____ Document extract

Pack Light and Carry On

I enjoy packing light now more than ever.  During solo travel, I avoid baggage fees and, just as important, the stress related to boarding a plane by using a simple underseat carry-on bag, or sometimes a backpack.  I don’t need more than that since I pack minimally and reuse certain outerwear and other items during short trips.

Avoid Domestic Airline Fees
Photo credit Stephen M. Keller / Southwest Airlines.

Fly Southwest

When I do fly with my family, we primarily fly Southwest Airlines.  Southwest is a polarizing airline to many out there, but my family and I are big fans.  One of the several Southwest benefits we enjoy is free checked baggage.  This feature, which was normal for domestic airlines not too long ago, is now relatively unique to Southwest.  Inevitably, though, if we need to fly another carrier where checked baggage normally comes with a fee, we have options.

Leverage Credit Card Benefits

Fees Melt Away

Most domestic airlines, such as United, American, Delta, and JetBlue, offer certain credit card options which come with complimentary checked baggage benefits.  Also, various banks’ ultra-premium cards often provide airline fee credits which can be used to offset a variety of expenses, such as baggage, priority boarding, and preferred seat selection.  Amex’s airline fee credits on the Platinum cards are probably my favorite here.

Premium Experiences

Another reason I prefer the Amex Platinum is that it grants access to their superior Centurion Lounges.  Yes, they’ve tightened access a bit, but that’s an improvement for how I most often use this benefit.  I can also access Delta lounges when flying on their metal, in addition to Priority Pass lounges that Amex Platinum card membership provides.  Other banks’ ultra-premium cards are trying to catch up to Amex.

________
____ Provided records

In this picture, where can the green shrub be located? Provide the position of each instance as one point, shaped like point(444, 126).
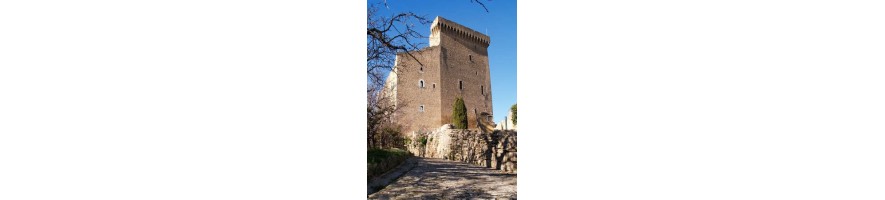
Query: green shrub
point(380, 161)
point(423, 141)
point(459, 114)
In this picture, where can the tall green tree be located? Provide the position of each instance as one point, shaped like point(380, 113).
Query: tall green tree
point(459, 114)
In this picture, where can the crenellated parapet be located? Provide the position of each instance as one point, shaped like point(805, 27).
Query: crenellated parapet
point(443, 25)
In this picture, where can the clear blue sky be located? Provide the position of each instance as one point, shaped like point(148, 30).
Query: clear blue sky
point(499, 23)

________
____ Provided records

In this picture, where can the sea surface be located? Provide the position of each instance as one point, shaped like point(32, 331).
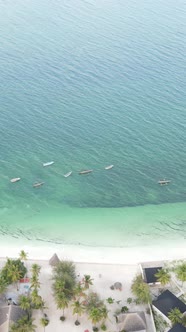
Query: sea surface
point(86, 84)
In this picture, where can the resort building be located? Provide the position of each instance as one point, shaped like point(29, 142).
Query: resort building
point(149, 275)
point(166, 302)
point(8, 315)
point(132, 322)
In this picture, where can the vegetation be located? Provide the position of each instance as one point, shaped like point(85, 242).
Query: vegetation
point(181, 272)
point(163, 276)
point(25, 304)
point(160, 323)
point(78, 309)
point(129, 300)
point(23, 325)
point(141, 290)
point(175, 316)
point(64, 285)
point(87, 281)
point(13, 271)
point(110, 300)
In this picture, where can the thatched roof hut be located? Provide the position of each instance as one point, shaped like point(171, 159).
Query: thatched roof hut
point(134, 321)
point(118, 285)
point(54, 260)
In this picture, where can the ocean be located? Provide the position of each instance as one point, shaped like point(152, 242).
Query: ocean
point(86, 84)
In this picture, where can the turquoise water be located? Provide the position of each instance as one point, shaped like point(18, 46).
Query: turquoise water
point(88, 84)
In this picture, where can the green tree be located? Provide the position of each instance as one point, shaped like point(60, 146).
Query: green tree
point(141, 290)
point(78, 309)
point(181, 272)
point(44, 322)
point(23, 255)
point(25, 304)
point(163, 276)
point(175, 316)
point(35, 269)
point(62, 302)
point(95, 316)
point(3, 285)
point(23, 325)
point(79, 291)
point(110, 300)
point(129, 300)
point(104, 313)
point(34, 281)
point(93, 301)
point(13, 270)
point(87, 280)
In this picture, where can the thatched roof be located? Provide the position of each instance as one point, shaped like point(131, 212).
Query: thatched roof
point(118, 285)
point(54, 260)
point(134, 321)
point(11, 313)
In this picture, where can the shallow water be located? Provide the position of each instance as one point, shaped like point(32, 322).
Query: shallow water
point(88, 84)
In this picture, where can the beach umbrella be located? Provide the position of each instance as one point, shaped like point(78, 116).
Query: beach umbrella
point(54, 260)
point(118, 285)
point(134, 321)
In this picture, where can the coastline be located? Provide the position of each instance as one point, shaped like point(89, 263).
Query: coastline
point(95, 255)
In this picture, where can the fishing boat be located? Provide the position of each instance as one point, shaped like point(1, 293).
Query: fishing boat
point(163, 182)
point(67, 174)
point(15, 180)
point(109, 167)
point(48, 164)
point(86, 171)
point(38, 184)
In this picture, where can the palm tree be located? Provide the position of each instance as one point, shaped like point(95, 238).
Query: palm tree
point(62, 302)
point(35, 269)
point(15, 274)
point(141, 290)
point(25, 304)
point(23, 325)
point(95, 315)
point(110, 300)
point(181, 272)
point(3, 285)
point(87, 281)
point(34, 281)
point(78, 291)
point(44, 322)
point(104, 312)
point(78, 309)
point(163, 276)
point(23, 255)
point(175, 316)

________

Problems to solve:
1. Answer these questions from the airline-fees passage:
(a) What does the writer use to carry belongings during solo travel?
(b) Which benefit does the writer describe as now relatively unique to Southwest?
(c) Which lounges does the Amex Platinum give access to that the writer calls superior?
2. Repeat word for word the part of the airline-fees passage that opens with the words containing "Fees Melt Away" and closes with "up to Amex.".
None of the lines is needed here.

Task-by-task answers:
1.
(a) A simple underseat carry-on bag, or sometimes a backpack.
(b) Free checked baggage.
(c) The Centurion Lounges.

2.
Fees Melt Away

Most domestic airlines, such as United, American, Delta, and JetBlue, offer certain credit card options which come with complimentary checked baggage benefits.  Also, various banks’ ultra-premium cards often provide airline fee credits which can be used to offset a variety of expenses, such as baggage, priority boarding, and preferred seat selection.  Amex’s airline fee credits on the Platinum cards are probably my favorite here.

Premium Experiences

Another reason I prefer the Amex Platinum is that it grants access to their superior Centurion Lounges.  Yes, they’ve tightened access a bit, but that’s an improvement for how I most often use this benefit.  I can also access Delta lounges when flying on their metal, in addition to Priority Pass lounges that Amex Platinum card membership provides.  Other banks’ ultra-premium cards are trying to catch up to Amex.